TASK BRIEF =>
Pull out every line of the records that contains the word "small", and copy each one in full.

RECORDS SHOWN =>

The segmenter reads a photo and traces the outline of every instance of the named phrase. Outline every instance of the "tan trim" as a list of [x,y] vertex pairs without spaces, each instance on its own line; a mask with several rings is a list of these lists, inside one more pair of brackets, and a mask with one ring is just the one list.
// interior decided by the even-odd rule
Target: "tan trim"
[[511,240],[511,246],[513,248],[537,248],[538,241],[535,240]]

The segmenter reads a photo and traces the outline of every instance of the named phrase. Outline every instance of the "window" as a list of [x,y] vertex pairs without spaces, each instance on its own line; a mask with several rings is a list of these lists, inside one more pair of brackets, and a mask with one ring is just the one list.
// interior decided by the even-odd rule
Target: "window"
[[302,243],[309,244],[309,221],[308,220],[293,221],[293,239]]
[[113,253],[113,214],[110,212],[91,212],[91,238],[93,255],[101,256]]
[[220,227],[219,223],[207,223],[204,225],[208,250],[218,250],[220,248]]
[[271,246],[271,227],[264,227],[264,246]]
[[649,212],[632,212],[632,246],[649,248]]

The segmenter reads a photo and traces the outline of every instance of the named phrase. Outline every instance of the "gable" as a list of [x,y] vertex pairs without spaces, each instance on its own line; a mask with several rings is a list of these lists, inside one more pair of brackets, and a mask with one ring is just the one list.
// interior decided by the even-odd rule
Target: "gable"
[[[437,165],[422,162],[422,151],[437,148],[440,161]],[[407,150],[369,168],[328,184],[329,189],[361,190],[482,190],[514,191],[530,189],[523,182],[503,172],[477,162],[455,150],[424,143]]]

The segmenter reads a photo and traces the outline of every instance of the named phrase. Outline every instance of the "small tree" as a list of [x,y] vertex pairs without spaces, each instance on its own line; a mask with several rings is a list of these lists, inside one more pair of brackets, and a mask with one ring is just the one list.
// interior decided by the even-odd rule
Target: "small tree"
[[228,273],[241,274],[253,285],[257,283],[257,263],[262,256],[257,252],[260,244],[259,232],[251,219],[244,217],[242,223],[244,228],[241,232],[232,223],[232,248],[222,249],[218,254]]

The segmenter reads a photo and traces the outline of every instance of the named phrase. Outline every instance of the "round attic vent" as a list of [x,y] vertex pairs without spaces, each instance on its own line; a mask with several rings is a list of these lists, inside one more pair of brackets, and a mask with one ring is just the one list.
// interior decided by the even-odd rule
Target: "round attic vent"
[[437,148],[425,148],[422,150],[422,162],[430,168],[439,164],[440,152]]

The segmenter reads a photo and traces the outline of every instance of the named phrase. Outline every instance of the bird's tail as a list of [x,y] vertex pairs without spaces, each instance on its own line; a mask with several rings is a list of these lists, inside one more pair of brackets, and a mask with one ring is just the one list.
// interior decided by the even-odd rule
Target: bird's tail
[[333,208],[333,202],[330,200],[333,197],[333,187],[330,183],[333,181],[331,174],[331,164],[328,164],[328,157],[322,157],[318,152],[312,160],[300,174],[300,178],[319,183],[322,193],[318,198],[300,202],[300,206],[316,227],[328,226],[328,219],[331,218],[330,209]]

FULL SOLUTION =>
The segmenter reads a photo and traces the outline of every instance of the named phrase. Outline every instance of the "small tree" as a list of [x,y] vertex pairs without spaces, each instance on its own line; a mask with several rings is a list of these lists, inside one more pair of brackets, and a mask with one ring is just the one list.
Target: "small tree"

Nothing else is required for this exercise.